■ Records contained in a dataset:
:::

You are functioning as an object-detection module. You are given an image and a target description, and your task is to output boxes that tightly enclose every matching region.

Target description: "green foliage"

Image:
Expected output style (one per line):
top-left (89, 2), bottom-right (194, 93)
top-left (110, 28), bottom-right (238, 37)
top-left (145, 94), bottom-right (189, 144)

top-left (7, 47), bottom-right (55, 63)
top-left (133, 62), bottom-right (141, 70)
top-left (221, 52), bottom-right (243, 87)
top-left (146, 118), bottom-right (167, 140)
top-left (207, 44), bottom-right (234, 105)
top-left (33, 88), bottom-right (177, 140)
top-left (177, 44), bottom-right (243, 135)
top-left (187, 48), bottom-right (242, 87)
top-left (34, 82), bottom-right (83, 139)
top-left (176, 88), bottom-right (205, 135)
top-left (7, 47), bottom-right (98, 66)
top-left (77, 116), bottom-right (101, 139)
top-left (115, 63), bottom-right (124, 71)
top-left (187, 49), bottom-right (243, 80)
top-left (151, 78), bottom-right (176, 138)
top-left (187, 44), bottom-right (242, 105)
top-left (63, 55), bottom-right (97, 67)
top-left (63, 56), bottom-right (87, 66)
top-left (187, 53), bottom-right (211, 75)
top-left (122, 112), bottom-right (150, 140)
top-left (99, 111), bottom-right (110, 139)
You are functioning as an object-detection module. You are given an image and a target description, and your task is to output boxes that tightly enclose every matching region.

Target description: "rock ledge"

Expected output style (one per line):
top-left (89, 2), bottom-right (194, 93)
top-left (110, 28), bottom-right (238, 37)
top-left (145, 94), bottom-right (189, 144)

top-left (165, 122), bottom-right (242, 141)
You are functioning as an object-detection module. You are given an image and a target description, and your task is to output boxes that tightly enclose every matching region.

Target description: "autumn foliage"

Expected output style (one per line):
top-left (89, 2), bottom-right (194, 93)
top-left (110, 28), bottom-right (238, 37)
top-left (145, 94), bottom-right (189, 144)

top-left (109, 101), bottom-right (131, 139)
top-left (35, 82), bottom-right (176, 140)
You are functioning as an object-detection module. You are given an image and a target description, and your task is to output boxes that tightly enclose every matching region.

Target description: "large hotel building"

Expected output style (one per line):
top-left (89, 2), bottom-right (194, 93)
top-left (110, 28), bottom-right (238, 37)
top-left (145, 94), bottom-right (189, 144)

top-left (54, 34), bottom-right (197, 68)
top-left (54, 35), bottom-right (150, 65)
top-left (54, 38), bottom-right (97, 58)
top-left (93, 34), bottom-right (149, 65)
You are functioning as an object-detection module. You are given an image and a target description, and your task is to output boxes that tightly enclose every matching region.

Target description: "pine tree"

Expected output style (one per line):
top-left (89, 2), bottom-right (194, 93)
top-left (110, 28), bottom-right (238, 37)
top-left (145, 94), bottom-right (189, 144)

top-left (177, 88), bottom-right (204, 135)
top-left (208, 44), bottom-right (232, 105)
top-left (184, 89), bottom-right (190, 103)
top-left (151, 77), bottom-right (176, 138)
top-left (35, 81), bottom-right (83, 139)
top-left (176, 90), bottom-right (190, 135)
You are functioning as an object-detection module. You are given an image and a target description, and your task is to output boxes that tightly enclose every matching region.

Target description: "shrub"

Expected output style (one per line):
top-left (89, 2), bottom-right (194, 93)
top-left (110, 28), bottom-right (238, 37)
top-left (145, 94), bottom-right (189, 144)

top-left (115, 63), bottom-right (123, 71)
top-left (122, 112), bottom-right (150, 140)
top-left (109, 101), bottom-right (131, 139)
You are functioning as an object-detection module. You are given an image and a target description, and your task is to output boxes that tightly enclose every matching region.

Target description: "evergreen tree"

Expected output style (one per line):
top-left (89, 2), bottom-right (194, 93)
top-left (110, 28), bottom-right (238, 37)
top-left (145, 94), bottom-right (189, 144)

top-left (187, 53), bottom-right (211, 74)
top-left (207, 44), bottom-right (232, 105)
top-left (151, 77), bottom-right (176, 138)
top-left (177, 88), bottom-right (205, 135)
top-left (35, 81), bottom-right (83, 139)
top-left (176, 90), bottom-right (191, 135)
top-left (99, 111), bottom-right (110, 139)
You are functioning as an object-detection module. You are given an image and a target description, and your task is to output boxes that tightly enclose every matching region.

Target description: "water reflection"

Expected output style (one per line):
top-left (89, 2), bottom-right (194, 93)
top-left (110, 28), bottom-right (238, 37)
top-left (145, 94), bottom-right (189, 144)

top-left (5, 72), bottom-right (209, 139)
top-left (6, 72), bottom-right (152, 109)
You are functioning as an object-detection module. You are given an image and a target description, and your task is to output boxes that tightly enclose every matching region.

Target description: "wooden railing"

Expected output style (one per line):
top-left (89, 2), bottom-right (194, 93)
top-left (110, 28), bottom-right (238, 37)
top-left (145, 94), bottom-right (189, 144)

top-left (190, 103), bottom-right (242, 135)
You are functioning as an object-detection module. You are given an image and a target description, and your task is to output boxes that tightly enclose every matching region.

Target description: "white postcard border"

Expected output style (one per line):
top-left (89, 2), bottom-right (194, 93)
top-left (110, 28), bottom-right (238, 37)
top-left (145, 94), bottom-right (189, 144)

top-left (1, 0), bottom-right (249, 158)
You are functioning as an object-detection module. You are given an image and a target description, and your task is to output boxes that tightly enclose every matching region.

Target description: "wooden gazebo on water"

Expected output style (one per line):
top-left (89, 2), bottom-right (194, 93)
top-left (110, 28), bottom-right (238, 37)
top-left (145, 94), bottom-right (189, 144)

:::

■ Task objective: Scan the entries above for the string "water" and copy each line containing it.

■ Result of this exercise:
Target description: "water reflection"
Target description: "wooden gazebo on water"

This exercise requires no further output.